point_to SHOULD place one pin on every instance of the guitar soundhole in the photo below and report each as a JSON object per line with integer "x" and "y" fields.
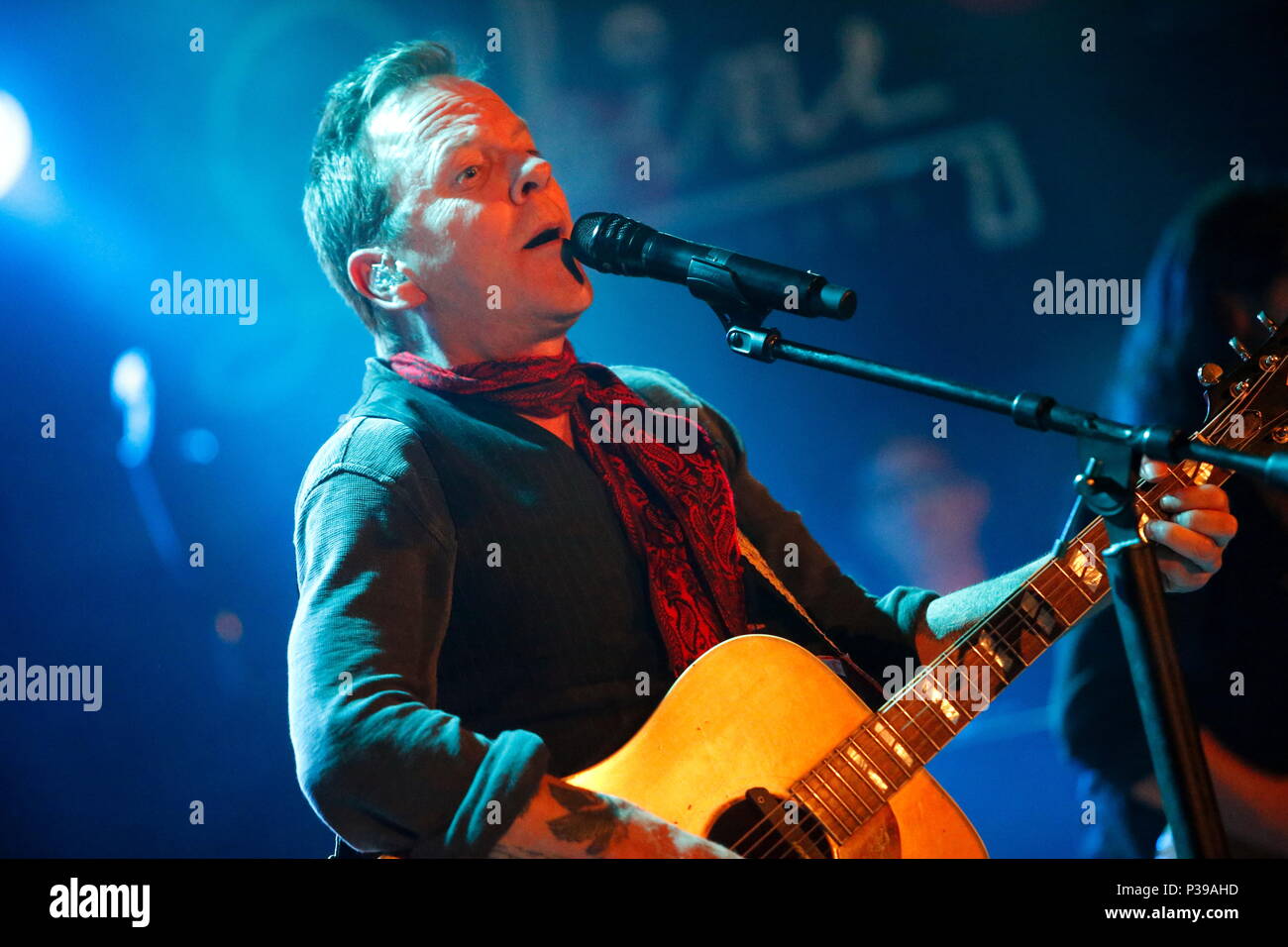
{"x": 761, "y": 826}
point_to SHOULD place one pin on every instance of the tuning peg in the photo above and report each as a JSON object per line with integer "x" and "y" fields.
{"x": 1210, "y": 373}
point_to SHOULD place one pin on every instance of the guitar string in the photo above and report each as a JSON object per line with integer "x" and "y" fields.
{"x": 1069, "y": 591}
{"x": 767, "y": 822}
{"x": 1010, "y": 622}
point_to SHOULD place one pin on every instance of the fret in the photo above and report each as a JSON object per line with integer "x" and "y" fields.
{"x": 1069, "y": 579}
{"x": 872, "y": 781}
{"x": 913, "y": 722}
{"x": 858, "y": 818}
{"x": 905, "y": 757}
{"x": 923, "y": 711}
{"x": 1041, "y": 613}
{"x": 987, "y": 638}
{"x": 884, "y": 729}
{"x": 993, "y": 661}
{"x": 858, "y": 750}
{"x": 938, "y": 698}
{"x": 841, "y": 831}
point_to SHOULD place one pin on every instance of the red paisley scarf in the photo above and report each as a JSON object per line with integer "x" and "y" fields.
{"x": 677, "y": 508}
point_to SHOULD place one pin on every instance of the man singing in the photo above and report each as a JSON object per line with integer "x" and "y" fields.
{"x": 490, "y": 596}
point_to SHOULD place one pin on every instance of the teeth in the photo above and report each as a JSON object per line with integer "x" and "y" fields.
{"x": 544, "y": 237}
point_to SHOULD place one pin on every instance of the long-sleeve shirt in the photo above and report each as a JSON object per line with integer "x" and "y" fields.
{"x": 472, "y": 615}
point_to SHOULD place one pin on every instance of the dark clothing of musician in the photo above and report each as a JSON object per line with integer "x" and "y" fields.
{"x": 1229, "y": 628}
{"x": 472, "y": 615}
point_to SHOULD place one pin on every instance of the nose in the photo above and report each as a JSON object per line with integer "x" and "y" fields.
{"x": 533, "y": 175}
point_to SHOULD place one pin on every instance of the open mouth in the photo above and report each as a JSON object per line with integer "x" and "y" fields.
{"x": 544, "y": 237}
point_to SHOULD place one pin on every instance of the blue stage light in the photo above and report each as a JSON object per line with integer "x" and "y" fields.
{"x": 14, "y": 141}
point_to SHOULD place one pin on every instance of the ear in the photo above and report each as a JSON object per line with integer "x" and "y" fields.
{"x": 385, "y": 281}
___
• _What is needed_
Go through the data above and transcribe it in full, omitting any image.

• _Correct output_
point_to SHOULD place one pin on every instance of the guitar soundhole in the photo below and report each as a JSON object per line with integer "x" and "y" fields.
{"x": 761, "y": 826}
point_to SHOULD place one pin on every instance of the tuning peg in the photo above and report each as a JSON object per line with integer "x" and "y" fields.
{"x": 1210, "y": 373}
point_to SHOULD place one pin on every instance of the guitar string in the photo above and report each as a JSON object per line with integer "x" and "y" fields.
{"x": 1069, "y": 591}
{"x": 767, "y": 822}
{"x": 1010, "y": 622}
point_to SHOULD place one pin on every instance of the fret in the photo above and report each as a JSON object per line with integer "x" and "y" fields.
{"x": 1069, "y": 579}
{"x": 872, "y": 781}
{"x": 913, "y": 722}
{"x": 858, "y": 818}
{"x": 905, "y": 757}
{"x": 923, "y": 711}
{"x": 1041, "y": 613}
{"x": 987, "y": 638}
{"x": 884, "y": 729}
{"x": 993, "y": 661}
{"x": 858, "y": 750}
{"x": 938, "y": 698}
{"x": 841, "y": 831}
point_to SHOULD place one pin on every instance of the red paisley scarf in the photo above and report each as a JSON object per line with integer "x" and "y" fields.
{"x": 677, "y": 508}
point_to SHOULD place one pin on every instance of the man singing in the photo above and report each as a JSON object per line with integer "x" and "y" fields.
{"x": 490, "y": 596}
point_to SHOULD place one pin on every instance of the teeth in the photo above and report each as a JSON object per line with integer "x" and "y" fields.
{"x": 544, "y": 237}
point_to SHOULD place one pin on every instance of the long-sleeve shirt in the photo above and report each as a JSON object per line with integer "x" and "y" fields.
{"x": 472, "y": 615}
point_to SHOULD place one pin on every instance of the dark clothing of musician in the photo above and report each as a JSON object per line with integer "x" and "y" fields.
{"x": 1229, "y": 628}
{"x": 472, "y": 615}
point_to SHOULD place one pin on every instance of the nose in the photo above and report each as a JSON object per line with integer "x" and "y" fields.
{"x": 533, "y": 175}
point_to SHOULD place one pin on every instance of the open mouth in the photo above and report each as a JSON object per line with integer "x" and "y" fields.
{"x": 544, "y": 237}
point_to SHOULD place one pin on every instance of the blue stage light in the photo above and report each as a JSON object per line with integer "x" and "y" fields.
{"x": 14, "y": 141}
point_to SHOULD place one pin on every instance of the ear in the photo above and report each as a JSON object per line with integer "x" and "y" fields.
{"x": 385, "y": 281}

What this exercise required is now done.